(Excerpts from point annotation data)
· · · · · · ·
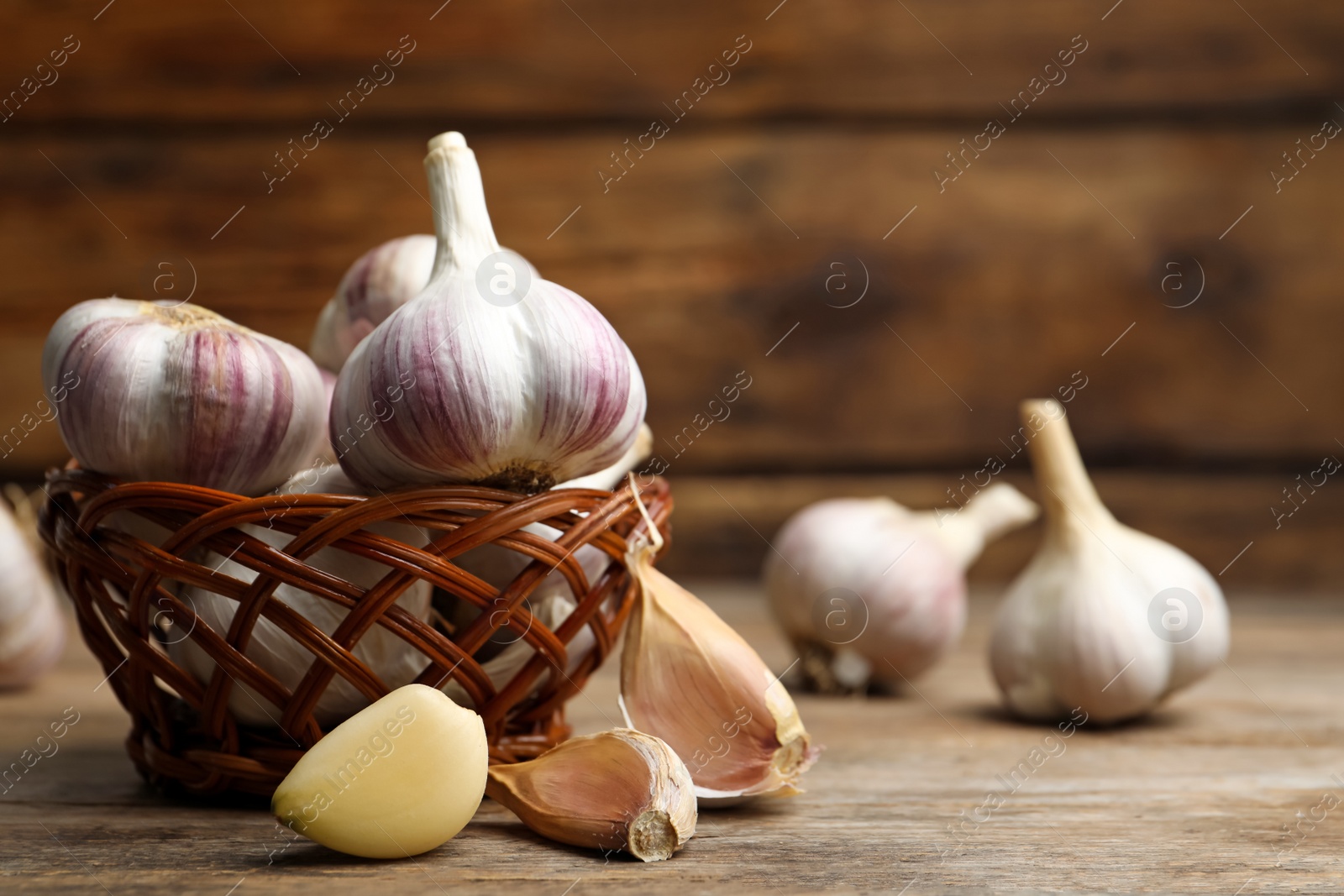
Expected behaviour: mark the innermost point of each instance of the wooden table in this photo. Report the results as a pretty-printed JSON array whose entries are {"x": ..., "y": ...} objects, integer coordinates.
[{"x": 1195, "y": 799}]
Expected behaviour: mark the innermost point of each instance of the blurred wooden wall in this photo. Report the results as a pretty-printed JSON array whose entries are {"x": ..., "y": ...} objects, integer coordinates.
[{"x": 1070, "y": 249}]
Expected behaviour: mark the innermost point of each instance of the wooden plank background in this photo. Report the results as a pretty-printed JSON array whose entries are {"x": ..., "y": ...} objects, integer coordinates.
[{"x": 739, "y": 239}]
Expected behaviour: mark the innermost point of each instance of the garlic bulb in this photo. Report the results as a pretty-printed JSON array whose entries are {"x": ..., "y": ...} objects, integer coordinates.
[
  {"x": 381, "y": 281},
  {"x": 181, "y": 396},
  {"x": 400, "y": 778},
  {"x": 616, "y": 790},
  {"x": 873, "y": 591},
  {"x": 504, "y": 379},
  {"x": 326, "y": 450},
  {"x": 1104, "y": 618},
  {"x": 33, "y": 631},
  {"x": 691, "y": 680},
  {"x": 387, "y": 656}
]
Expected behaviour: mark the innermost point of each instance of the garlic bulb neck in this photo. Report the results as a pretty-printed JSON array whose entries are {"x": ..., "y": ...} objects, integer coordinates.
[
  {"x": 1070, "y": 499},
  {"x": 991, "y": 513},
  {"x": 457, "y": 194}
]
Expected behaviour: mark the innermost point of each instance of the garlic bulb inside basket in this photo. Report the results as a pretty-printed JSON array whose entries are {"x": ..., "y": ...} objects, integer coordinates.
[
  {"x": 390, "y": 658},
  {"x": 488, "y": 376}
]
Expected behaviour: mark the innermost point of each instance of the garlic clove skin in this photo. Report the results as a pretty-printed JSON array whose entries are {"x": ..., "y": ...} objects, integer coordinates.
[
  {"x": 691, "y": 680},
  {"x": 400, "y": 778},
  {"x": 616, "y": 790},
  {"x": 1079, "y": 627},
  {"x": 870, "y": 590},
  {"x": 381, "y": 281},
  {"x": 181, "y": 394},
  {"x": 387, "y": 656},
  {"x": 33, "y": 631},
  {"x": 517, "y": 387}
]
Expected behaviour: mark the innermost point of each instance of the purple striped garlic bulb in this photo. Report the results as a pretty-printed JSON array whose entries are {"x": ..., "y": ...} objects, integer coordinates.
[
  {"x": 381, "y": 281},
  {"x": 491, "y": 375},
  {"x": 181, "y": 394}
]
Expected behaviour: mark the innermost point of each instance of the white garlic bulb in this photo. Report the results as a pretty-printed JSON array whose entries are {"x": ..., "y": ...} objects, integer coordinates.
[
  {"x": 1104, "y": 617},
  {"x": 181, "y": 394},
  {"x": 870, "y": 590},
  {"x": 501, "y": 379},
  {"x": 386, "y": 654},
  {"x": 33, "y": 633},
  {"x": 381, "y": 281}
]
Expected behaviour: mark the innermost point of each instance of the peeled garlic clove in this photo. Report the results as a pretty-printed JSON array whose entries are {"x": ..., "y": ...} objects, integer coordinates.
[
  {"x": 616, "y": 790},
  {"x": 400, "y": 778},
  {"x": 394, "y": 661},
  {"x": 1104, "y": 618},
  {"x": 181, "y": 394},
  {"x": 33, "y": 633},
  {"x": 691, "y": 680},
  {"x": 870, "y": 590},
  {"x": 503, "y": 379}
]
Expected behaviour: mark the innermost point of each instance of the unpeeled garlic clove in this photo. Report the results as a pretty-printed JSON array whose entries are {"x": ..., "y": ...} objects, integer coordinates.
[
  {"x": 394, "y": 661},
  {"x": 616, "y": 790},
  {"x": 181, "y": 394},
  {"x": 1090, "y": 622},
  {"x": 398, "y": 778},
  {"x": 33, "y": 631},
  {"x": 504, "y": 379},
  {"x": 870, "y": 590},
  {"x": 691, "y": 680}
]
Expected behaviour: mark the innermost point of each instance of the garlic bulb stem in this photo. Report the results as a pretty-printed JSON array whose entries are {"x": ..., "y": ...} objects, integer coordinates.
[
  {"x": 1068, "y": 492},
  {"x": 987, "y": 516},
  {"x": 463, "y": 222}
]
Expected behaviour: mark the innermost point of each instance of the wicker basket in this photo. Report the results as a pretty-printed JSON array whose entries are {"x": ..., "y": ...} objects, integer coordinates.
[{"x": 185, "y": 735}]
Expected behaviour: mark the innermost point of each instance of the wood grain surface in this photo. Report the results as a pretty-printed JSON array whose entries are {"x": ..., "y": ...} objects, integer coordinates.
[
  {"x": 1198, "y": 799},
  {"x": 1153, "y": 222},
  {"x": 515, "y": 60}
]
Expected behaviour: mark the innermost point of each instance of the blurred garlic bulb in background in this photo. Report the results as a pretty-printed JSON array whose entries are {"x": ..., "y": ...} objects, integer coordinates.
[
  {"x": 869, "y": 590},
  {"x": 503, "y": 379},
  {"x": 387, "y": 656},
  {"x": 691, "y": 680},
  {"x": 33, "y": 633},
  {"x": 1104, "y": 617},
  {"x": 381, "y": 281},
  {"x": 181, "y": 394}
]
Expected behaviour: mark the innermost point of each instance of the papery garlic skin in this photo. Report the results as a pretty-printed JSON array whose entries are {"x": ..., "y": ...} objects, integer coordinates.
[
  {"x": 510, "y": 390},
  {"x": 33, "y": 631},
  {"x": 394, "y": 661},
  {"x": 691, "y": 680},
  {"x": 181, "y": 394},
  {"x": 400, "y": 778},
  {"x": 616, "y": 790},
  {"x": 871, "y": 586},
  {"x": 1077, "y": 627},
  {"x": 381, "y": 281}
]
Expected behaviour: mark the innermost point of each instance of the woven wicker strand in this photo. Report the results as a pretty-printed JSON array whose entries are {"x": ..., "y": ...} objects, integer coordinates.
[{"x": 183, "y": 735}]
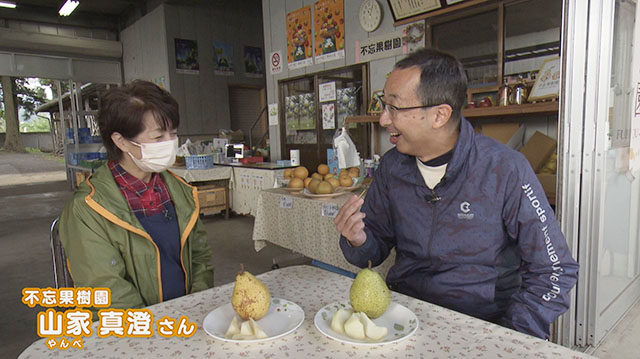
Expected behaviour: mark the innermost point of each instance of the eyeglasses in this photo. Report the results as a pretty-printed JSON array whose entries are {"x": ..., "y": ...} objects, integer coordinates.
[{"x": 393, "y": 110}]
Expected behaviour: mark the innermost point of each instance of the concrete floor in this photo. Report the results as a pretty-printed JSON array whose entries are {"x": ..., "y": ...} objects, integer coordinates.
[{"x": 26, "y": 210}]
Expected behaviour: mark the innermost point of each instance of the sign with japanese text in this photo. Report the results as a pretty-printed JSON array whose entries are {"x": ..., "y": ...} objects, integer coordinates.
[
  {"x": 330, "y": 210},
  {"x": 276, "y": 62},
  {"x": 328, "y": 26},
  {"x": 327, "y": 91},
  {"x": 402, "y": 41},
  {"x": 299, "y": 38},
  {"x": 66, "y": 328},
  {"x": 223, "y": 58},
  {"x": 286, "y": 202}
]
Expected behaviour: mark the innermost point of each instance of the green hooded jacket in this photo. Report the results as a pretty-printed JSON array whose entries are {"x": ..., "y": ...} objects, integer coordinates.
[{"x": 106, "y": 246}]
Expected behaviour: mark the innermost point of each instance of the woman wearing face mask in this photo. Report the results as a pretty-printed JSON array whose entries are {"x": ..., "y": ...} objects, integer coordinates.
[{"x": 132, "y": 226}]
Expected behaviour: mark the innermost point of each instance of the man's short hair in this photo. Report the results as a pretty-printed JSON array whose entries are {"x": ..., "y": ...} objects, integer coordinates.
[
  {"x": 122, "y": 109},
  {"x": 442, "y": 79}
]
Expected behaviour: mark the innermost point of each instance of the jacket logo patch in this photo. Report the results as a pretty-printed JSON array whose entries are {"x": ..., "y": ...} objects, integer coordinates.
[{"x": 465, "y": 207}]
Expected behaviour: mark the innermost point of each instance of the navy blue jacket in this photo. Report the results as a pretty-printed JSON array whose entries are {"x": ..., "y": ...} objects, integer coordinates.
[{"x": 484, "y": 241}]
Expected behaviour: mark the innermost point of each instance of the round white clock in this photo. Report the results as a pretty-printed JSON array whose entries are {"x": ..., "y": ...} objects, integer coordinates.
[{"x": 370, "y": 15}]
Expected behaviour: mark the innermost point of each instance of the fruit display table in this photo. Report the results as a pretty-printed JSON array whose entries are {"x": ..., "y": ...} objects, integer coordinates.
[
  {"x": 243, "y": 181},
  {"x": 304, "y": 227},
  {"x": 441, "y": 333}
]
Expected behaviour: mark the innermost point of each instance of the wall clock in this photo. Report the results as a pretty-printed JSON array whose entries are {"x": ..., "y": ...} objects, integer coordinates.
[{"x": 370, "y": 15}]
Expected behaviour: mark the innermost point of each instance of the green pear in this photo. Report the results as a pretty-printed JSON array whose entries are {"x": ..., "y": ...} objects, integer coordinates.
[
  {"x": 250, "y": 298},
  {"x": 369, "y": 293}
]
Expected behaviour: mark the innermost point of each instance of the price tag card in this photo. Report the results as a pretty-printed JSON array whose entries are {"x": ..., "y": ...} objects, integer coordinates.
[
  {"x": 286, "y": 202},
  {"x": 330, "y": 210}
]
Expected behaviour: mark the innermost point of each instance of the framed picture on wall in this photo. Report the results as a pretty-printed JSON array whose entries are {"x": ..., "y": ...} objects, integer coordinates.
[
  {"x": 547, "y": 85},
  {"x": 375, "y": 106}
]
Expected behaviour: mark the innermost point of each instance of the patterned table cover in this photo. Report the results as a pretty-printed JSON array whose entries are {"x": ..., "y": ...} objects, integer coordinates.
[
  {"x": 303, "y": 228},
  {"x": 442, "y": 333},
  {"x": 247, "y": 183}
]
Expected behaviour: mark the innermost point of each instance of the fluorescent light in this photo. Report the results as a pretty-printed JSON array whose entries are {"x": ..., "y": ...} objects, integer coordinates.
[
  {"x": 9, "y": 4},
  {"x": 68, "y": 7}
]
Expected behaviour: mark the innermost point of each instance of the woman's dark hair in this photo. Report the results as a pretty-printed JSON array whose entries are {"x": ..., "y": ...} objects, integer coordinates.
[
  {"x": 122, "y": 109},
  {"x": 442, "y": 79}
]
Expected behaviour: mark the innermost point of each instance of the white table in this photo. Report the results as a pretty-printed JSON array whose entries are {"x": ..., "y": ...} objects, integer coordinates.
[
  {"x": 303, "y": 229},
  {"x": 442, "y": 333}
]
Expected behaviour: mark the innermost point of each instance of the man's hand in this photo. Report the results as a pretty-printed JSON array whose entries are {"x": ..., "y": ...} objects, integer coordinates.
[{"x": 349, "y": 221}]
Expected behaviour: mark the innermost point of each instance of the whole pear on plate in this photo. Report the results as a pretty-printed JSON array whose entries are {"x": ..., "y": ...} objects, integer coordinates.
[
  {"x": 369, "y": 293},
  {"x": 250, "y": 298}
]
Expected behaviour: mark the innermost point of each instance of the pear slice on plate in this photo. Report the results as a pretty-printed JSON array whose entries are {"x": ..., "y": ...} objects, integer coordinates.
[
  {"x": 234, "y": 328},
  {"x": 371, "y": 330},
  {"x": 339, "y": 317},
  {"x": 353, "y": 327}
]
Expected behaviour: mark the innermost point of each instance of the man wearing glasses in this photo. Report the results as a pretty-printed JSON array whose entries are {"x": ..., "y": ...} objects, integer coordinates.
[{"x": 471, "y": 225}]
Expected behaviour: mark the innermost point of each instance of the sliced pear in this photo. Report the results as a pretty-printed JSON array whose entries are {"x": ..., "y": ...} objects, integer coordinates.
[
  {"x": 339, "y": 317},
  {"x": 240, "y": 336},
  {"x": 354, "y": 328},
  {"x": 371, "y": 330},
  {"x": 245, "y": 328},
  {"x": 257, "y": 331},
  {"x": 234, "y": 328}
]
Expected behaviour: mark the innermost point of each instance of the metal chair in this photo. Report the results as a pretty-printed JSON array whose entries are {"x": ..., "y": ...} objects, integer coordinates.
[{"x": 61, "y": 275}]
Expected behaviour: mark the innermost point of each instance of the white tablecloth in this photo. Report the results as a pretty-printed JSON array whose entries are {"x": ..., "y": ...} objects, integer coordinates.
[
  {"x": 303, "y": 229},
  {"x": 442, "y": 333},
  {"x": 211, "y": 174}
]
· · · · · · ·
Do this
Set down, word for word, only the lines running from the line with "of the pear" to the last line of the listing above. Both of those lines belong in your answer.

Worked answer
Expected behaviour: mark the innermost point of each instance of the pear slice on plate in this photo. Report the results as a pretty-printed JSON array whose entries are {"x": ..., "y": ...} objects, integer coordinates.
[
  {"x": 234, "y": 328},
  {"x": 371, "y": 330},
  {"x": 339, "y": 317},
  {"x": 353, "y": 327}
]
Expected behaviour: mark the innermost point of each instance of the man wearing glasses in this photo. Report the results as a pretty-printed JSON array whose entries are {"x": ..., "y": ...} objects, integer coordinates.
[{"x": 471, "y": 225}]
Expected behaviour: mark the innermost point of each instance of the sliced pear in this photo. Report the results as a pretty-printed JSON array whose entries are {"x": ..., "y": ...} objects, integer coordinates.
[
  {"x": 339, "y": 317},
  {"x": 240, "y": 336},
  {"x": 354, "y": 328},
  {"x": 371, "y": 330},
  {"x": 245, "y": 328},
  {"x": 257, "y": 331},
  {"x": 234, "y": 328}
]
Expected behaviour: mark the innermost point of each instance of the metal chair in this photo. Report the results as a pretty-printed JSON array whose entries are {"x": ..., "y": ...} objects, integer coordinates.
[{"x": 61, "y": 275}]
Expected behaviour: mark the innermost point of each instance of the white tablecloth in this photo. Report the results as a pretty-printed JSON array whose entries are {"x": ..., "y": ...} objects, integer coordinates.
[
  {"x": 303, "y": 229},
  {"x": 442, "y": 333},
  {"x": 211, "y": 174}
]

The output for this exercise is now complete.